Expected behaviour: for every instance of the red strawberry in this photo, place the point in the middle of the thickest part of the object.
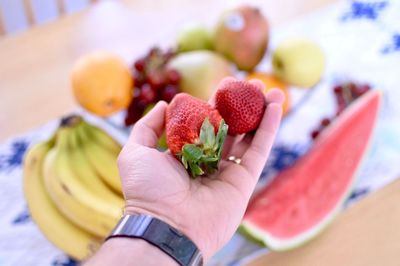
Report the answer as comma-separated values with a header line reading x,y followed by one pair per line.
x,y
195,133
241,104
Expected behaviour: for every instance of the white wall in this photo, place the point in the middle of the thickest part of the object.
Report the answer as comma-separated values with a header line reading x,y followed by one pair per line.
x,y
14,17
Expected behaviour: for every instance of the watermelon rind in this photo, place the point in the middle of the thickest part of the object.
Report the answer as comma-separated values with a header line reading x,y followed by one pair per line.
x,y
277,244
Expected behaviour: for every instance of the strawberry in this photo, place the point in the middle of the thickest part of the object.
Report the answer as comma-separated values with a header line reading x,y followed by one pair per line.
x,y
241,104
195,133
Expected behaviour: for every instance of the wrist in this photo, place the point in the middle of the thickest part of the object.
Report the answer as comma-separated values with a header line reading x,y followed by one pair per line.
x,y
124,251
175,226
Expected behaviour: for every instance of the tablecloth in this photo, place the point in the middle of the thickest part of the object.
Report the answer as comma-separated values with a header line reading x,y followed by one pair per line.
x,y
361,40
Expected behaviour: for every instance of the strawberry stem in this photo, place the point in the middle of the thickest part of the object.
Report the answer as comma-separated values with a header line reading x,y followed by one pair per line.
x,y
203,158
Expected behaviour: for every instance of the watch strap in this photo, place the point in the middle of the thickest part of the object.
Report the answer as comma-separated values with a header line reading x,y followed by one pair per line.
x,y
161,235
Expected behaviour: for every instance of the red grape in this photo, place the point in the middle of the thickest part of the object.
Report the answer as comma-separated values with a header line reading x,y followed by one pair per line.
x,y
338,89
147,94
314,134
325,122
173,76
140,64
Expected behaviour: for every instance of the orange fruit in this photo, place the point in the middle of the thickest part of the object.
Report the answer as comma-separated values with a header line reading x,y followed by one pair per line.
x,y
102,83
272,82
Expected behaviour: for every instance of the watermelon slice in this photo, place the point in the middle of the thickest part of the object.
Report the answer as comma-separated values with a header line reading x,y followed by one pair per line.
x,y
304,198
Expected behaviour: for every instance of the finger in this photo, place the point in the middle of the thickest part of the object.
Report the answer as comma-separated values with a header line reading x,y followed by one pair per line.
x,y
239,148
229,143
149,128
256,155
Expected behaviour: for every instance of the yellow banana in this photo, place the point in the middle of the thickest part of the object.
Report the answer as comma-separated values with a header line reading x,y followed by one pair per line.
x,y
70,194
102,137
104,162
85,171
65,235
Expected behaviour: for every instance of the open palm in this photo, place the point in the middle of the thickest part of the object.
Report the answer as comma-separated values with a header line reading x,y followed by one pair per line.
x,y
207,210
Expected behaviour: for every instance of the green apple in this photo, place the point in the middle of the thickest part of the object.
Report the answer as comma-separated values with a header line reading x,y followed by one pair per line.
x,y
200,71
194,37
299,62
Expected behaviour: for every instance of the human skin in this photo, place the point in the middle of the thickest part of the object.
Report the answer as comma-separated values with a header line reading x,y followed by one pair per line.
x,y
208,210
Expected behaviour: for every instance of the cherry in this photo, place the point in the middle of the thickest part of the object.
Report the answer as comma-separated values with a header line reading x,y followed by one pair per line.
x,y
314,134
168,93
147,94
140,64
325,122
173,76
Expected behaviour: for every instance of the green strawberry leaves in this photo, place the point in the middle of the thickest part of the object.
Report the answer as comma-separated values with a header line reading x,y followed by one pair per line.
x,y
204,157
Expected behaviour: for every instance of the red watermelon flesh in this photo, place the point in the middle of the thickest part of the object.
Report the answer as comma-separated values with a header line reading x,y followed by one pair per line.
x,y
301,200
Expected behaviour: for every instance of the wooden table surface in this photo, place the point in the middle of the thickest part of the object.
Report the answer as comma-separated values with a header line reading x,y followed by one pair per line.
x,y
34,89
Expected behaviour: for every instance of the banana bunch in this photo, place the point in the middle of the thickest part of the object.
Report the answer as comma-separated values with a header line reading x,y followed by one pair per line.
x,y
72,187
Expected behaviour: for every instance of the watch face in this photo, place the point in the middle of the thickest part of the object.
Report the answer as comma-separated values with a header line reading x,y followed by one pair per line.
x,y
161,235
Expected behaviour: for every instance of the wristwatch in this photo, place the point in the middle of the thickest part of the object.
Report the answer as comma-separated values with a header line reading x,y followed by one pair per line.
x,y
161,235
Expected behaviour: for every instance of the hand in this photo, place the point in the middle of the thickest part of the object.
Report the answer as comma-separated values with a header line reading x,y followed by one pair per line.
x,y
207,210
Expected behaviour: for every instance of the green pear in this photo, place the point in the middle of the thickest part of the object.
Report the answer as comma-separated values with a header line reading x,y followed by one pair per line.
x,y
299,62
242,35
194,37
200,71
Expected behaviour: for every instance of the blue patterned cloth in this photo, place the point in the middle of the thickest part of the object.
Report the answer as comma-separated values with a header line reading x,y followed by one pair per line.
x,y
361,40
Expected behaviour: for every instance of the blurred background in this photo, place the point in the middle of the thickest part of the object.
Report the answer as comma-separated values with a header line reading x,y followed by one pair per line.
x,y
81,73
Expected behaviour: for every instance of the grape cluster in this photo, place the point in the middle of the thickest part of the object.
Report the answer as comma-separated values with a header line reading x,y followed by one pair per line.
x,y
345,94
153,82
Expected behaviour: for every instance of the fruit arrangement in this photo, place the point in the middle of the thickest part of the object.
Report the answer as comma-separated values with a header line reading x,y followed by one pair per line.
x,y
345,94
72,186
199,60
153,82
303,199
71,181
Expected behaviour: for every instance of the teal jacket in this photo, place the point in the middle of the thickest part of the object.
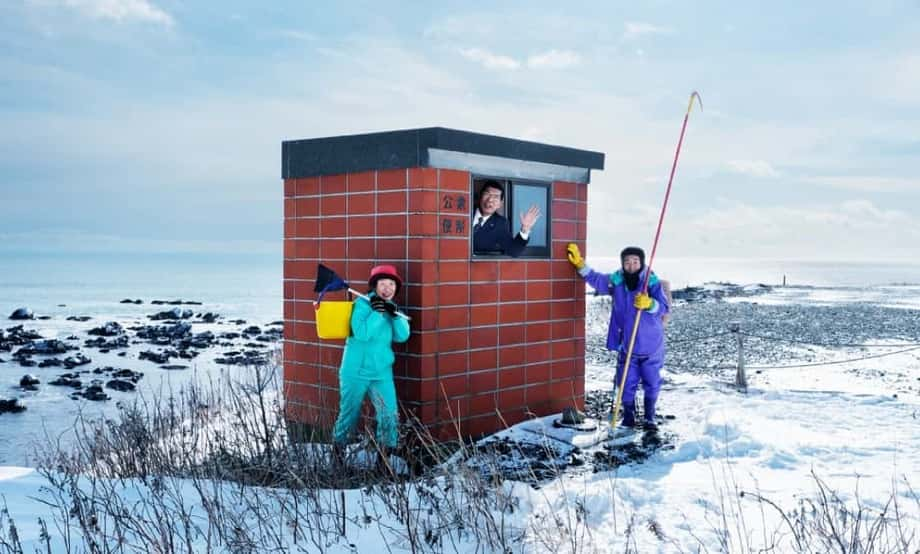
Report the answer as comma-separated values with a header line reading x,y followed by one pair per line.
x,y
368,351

What needs to be done: Could you state the number of lines above in which the word "watermelon" appears? Give that number by itself.

Answer to the problem: 3